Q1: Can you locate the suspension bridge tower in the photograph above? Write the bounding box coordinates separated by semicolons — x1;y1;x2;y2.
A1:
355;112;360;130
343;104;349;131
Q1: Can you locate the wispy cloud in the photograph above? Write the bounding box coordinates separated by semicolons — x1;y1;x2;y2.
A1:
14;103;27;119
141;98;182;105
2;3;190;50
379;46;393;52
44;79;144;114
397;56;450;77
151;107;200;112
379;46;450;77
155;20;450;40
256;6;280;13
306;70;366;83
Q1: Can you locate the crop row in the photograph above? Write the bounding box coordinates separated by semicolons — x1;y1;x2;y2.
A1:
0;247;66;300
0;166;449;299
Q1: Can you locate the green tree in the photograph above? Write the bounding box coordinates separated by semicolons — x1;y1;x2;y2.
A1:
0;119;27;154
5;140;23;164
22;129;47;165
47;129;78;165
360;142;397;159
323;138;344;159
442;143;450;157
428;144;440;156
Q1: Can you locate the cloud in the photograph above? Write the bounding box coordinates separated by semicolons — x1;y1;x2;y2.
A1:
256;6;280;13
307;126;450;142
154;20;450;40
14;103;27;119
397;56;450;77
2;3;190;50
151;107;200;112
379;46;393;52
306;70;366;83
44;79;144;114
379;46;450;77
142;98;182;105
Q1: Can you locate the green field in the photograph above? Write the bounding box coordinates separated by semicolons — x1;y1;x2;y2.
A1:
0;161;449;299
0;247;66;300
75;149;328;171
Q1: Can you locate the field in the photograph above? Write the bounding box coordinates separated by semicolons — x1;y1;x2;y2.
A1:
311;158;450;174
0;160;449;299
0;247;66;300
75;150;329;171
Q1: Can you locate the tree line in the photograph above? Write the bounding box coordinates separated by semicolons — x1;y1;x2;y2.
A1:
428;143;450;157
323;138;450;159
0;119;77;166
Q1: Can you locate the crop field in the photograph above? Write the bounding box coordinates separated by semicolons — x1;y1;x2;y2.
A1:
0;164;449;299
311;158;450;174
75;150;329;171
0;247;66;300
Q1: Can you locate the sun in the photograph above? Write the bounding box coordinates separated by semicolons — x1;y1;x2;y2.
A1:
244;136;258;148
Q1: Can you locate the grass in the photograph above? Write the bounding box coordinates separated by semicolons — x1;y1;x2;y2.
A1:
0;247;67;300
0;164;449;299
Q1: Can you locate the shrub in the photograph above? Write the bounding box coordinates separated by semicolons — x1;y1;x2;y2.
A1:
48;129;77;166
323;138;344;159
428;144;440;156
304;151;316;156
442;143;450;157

Exercise goal
Which lines in the listing have the string "cloud"? Pick them out and copy them.

Finished exercise
Q1: Can you locate the wispy cloud in the photograph above? Write the bounding box coordinates separated by semicolons — x1;y1;x2;y2.
Q1: Can you locate the cloud in the photograph above? Write the bounding box coordinates separated by semicolons — x1;y1;x2;y2.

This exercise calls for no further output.